Material supplied:
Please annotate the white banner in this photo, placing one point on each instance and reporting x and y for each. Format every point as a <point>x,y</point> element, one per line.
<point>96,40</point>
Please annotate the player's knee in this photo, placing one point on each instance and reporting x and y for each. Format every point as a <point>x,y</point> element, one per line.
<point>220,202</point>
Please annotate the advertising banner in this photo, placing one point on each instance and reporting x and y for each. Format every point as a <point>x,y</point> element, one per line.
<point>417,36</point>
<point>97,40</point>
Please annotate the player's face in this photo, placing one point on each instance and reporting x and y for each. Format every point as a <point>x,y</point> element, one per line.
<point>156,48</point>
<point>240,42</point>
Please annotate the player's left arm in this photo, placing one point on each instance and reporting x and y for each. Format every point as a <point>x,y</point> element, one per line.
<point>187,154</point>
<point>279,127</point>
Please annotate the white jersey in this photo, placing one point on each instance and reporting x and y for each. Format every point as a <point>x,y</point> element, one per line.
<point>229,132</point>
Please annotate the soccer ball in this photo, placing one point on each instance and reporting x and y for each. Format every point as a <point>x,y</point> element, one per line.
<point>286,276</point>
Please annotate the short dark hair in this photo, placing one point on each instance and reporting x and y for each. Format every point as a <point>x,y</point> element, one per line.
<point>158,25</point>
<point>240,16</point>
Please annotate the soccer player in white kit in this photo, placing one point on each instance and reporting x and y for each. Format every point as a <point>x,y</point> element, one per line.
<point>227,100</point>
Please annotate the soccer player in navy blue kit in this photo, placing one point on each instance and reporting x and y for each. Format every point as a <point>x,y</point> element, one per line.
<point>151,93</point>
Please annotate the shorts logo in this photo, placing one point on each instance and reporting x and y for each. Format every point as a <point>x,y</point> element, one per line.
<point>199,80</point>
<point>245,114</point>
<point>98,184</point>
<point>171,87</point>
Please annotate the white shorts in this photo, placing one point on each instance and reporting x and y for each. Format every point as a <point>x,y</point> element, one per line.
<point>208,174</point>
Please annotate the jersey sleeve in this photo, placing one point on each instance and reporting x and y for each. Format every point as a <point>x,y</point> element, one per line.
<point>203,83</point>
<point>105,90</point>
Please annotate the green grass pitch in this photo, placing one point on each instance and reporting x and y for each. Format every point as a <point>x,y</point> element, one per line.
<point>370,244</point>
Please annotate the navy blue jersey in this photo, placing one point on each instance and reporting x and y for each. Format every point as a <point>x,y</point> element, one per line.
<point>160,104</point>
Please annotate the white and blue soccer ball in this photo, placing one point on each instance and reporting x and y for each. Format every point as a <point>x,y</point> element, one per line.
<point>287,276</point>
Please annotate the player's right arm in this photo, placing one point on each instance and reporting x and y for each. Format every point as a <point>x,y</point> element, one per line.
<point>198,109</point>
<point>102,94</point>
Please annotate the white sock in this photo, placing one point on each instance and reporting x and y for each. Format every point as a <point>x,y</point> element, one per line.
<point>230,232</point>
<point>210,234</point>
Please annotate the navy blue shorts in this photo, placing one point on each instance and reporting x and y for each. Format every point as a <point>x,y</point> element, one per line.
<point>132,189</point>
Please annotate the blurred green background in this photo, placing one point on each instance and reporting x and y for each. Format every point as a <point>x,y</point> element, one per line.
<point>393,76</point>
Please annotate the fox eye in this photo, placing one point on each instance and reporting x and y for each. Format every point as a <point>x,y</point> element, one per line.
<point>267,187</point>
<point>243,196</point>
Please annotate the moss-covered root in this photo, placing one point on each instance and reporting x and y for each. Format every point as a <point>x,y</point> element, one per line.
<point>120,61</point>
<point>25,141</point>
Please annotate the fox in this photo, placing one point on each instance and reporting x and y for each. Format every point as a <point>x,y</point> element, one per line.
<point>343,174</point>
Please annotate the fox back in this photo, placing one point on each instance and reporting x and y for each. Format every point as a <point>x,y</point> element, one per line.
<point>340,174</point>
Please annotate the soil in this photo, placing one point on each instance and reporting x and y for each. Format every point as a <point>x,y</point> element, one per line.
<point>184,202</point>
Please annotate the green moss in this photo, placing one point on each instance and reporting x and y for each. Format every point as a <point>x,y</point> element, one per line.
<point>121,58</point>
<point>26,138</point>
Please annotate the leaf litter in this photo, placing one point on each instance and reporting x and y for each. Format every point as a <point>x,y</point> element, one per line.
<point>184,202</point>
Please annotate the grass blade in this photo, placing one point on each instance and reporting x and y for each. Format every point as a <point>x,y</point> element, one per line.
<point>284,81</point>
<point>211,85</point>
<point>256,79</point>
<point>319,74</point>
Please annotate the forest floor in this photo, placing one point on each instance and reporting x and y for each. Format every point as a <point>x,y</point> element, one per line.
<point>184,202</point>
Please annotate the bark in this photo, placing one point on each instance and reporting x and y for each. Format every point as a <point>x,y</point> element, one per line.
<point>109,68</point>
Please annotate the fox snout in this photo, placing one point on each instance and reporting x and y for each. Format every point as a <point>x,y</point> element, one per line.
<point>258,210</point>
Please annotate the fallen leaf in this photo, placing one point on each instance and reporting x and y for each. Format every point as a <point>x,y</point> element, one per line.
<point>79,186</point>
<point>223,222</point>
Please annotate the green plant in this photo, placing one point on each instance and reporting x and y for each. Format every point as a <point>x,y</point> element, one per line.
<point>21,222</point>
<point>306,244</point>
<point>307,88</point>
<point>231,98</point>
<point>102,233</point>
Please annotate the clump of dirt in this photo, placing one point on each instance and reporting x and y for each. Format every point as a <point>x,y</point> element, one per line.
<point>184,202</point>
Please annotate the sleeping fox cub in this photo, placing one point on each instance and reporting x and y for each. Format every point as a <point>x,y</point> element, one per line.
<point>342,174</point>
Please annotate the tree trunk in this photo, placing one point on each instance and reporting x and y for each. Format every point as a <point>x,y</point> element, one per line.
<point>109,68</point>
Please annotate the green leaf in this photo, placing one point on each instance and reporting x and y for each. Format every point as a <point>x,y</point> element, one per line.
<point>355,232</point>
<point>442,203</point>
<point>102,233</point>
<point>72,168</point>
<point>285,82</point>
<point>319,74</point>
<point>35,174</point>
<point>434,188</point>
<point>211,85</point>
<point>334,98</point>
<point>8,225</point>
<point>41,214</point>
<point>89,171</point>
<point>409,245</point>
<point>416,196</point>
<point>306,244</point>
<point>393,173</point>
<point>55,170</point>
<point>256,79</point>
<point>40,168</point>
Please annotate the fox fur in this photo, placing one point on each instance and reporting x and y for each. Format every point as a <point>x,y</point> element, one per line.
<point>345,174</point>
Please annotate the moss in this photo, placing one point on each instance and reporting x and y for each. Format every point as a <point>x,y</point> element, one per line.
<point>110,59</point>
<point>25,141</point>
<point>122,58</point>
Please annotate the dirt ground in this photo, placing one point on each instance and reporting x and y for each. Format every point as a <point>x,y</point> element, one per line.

Exercise details:
The material above must be returned word for word, complete.

Task answer:
Please annotate the white banner in this photo, placing one point on each instance and reporting x and y for each. Format every point as a <point>x,y</point> element, one per line.
<point>96,40</point>
Please annotate the player's knee in this photo, placing one point on each instance and reporting x and y for each. Format every point as a <point>x,y</point> element, one per line.
<point>220,202</point>
Please annotate the advertising banner in this photo, placing one point on each instance and reporting x and y for each. Format every point as a <point>x,y</point> element, one per line.
<point>417,36</point>
<point>97,40</point>
Please annotate the player's face in this photo, placing one point on each instance and reporting x and y for each. Format every point as a <point>x,y</point> element, one per line.
<point>156,48</point>
<point>240,42</point>
Please annotate the player's left arm in this photo, placing one point on each instance and reporting x and y for each. Format every point as a <point>x,y</point> element, one per line.
<point>187,154</point>
<point>279,127</point>
Please annotate the white jersey in this photo, placing one point on each instance and reporting x and y for each. Format every point as a <point>x,y</point> element, one per line.
<point>229,132</point>
Please annotate the soccer ball in this photo, placing one point on each instance and reporting x and y for each. Format every point as a <point>x,y</point> element, one per line.
<point>286,276</point>
Please annotate the short dark hair in this photo, placing one point on each instance and reporting x and y for each. Format every point as a <point>x,y</point> element, one per line.
<point>158,25</point>
<point>240,16</point>
Please annotate the soccer player in white kit in this photo, placing one point on each instance and reporting x and y for each. Format every point as a <point>x,y</point> element, one per line.
<point>227,100</point>
Please annotate the soccer player in navy blue kit in this photo, placing one point on each instance and reporting x and y for each. Format every point as a <point>x,y</point> element, one per line.
<point>151,93</point>
Please annotate the shorts logo in this photo, placing one point on each instance and reporting x and y for each. Format every point as a <point>x,y</point> element, one per line.
<point>199,80</point>
<point>245,114</point>
<point>98,184</point>
<point>171,87</point>
Please annotate the white shorts in this photo, placing one point on each instance and reporting x and y for each. Format every point as a <point>x,y</point> element, one per line.
<point>208,174</point>
Please annotate the jersey sleeve in this photo, placing one point on each instance and reporting x and y for each. Format every point as a <point>x,y</point> element, one per line.
<point>203,83</point>
<point>105,90</point>
Please annotate the green grass pitch in this photo, placing one point on each instance and reporting x and y for each. Format every point as a <point>x,y</point> element, one per line.
<point>370,244</point>
Please annotate the navy blue jersey in this photo, placing one point on each instance and reporting x and y for each. Format every point as a <point>x,y</point> element, one per line.
<point>160,104</point>
Please annotate the white and blue soccer ball in this photo, placing one point on each instance and reporting x and y for each. Format every point as a <point>x,y</point> element, one per line.
<point>287,276</point>
Please annotate the player's right arm in this photo, placing one point on each instance and reporting x and y for each. Format every point as a <point>x,y</point> element, one per line.
<point>198,109</point>
<point>102,94</point>
Please annotate the white sock in this photo, placing one point on each instance and reporting x and y for each. Format every point as a <point>x,y</point> element, one per line.
<point>230,232</point>
<point>210,234</point>
Please annotate the navy blue shorts in this photo, placing one point on each instance and reporting x and y for each. Format every point as a <point>x,y</point> element, one per line.
<point>132,189</point>
Please annotate the blurred green background in this photo, placing one point on each instance and reporting x and y for each. Format every point as a <point>x,y</point> element, one per line.
<point>393,76</point>
Please annotate the fox eye in this photo, placing one point on each instance and reporting x and y for each. Format every point as a <point>x,y</point> element, one per line.
<point>267,187</point>
<point>243,196</point>
Please annotate the moss-covered root in this photo, placing one point on each instance and reporting x and y for each. Format every point as a <point>x,y</point> element, one per line.
<point>120,61</point>
<point>25,141</point>
Please annotate the fox in this photo, placing one point on each instance and reporting x and y for each. Format every point as a <point>x,y</point> element, one per line.
<point>343,174</point>
Please annotate the fox back in this photo, placing one point on each instance and reporting x and y for each. Format every point as a <point>x,y</point> element, one per line.
<point>340,174</point>
Please annotate the soil in this photo, placing one point on each instance and reporting x and y for each. Format every point as a <point>x,y</point> element, one per line.
<point>184,202</point>
Please annotate the green moss in this photo, placing one point on each instance and reporting x and y for each. Format every point as a <point>x,y</point> element, one per line.
<point>121,58</point>
<point>26,138</point>
Please annotate the leaf litter in this photo, placing one point on each instance and reporting x and y for each. Format every point as a <point>x,y</point> element, one per line.
<point>184,202</point>
Please annotate the grass blade in this photo, placing one point on each instance and reporting x and y for each. Format every point as a <point>x,y</point> element, one per line.
<point>284,81</point>
<point>211,85</point>
<point>256,79</point>
<point>319,74</point>
Please annotate the forest floor in this photo, placing one point on each instance and reporting x and y for each. Format every point as a <point>x,y</point> element, one per line.
<point>184,202</point>
Please annotate the bark in this photo, placing one point on each instance and reporting x and y for each. Format every point as a <point>x,y</point> element, one per line.
<point>109,68</point>
Please annotate the fox snout in this photo, placing one point on each instance and reporting x and y for each. Format every point as a <point>x,y</point> element, one per line.
<point>258,210</point>
Please annotate the fallen leaf in this photo, placing one point on each instance and reporting x and y for each. Format every point as a <point>x,y</point> element, one per line.
<point>79,186</point>
<point>223,222</point>
Please annotate the green plant in this photo, placing one point on each instance and reporting x and y for each. Format every point as a <point>x,y</point> element, one per line.
<point>21,222</point>
<point>306,244</point>
<point>307,88</point>
<point>231,98</point>
<point>102,233</point>
Please annotate the clump of dirt in this photo, placing one point on each instance and reporting x and y for each. Format every point as a <point>x,y</point> element, one per line.
<point>184,202</point>
Please annotate the sleeping fox cub in this photo, placing one point on each instance and reporting x and y for each. Format every point as a <point>x,y</point> element, one per line.
<point>342,174</point>
Please annotate the tree trunk in this photo, placing one point on each instance and reporting x and y for each. Format every point as a <point>x,y</point> element, one per line.
<point>109,68</point>
Please annotate the green leaf in this photo, placing one point on each instance and reporting x and y for each. Format every point as a <point>x,y</point> element, one per line.
<point>355,232</point>
<point>442,203</point>
<point>102,233</point>
<point>72,168</point>
<point>285,82</point>
<point>319,74</point>
<point>35,174</point>
<point>434,188</point>
<point>211,85</point>
<point>334,98</point>
<point>8,225</point>
<point>41,214</point>
<point>89,171</point>
<point>409,245</point>
<point>416,196</point>
<point>306,244</point>
<point>393,173</point>
<point>55,170</point>
<point>256,79</point>
<point>40,168</point>
Please annotate the fox fur in this photo, placing one point on each instance and reporting x and y for each. Format every point as a <point>x,y</point> element, one per line.
<point>345,174</point>
Please annotate the moss in this photo, placing one point on each instance and reporting x and y for each. Format every point as a <point>x,y</point> element, one per line.
<point>110,59</point>
<point>25,141</point>
<point>122,58</point>
Please annotate the dirt ground in this photo, placing one point on each instance and reporting x and y for each. Format every point as a <point>x,y</point> element, one per line.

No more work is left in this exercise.